> Exercise directions: Give back exactly the lines of the material below, starting with the line with "Would it be possible to detect the decorative" and going on through the line with "Would it be possible to detect the reflected".

> Data to process:
============

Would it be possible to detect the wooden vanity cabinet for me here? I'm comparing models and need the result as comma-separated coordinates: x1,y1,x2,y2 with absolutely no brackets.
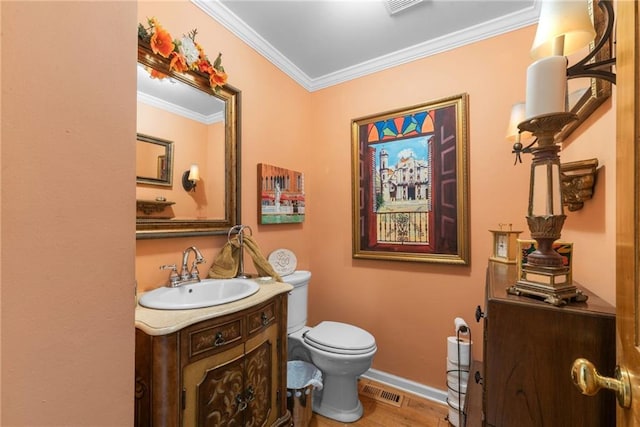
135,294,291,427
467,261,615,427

============

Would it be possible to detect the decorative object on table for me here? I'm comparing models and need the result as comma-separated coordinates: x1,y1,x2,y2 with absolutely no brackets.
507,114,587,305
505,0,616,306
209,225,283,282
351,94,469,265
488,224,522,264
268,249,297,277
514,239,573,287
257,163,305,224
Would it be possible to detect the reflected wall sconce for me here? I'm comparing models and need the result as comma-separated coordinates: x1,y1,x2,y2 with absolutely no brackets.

============

> Written reply:
Would it be possible to detect the decorative object on table for me here? I'm comparing models and need the result as comma-separated coordinates: x1,y1,x2,y2 with absolutely no brackets.
507,114,587,305
505,0,616,306
209,225,283,282
351,94,469,265
488,224,522,264
268,249,297,277
514,239,573,287
257,163,305,224
Would it be possible to detect the reflected wall sconce for me here? I'm comparing models and need the result as comma-separated coordinates: x1,y1,x2,y2 with absolutely no brackets.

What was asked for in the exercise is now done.